▸ Work to complete
Only a number is wanted here, namely how many lines of the data contain the string "hair".

▸ Given records
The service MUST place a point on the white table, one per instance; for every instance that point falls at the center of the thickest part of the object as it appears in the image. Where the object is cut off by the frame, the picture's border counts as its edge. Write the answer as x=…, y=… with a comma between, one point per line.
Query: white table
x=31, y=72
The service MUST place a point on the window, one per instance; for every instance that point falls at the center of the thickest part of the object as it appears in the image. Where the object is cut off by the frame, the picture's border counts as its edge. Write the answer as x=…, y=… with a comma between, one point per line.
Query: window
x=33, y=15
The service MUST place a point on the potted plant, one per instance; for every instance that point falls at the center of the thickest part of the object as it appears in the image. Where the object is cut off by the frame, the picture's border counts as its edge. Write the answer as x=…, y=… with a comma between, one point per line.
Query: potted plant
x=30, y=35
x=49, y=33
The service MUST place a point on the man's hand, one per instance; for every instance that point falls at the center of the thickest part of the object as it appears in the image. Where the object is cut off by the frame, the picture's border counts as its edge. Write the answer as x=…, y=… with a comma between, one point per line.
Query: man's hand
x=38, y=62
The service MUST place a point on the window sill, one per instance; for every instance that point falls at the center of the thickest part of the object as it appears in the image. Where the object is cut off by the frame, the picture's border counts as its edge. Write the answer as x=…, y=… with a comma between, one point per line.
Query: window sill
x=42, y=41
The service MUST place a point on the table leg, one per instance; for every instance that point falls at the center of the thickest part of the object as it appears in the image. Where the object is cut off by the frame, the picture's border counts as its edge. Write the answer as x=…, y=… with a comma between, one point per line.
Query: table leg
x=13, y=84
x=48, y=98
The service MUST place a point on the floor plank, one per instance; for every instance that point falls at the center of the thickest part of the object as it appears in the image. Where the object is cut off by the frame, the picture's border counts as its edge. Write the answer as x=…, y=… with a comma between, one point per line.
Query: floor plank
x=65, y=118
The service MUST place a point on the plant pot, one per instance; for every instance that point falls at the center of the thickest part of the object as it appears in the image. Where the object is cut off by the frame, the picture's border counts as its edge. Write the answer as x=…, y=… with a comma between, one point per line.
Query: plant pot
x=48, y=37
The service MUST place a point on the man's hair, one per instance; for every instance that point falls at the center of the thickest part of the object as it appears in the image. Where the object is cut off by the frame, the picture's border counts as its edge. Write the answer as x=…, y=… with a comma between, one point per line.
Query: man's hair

▸ Answer to this task
2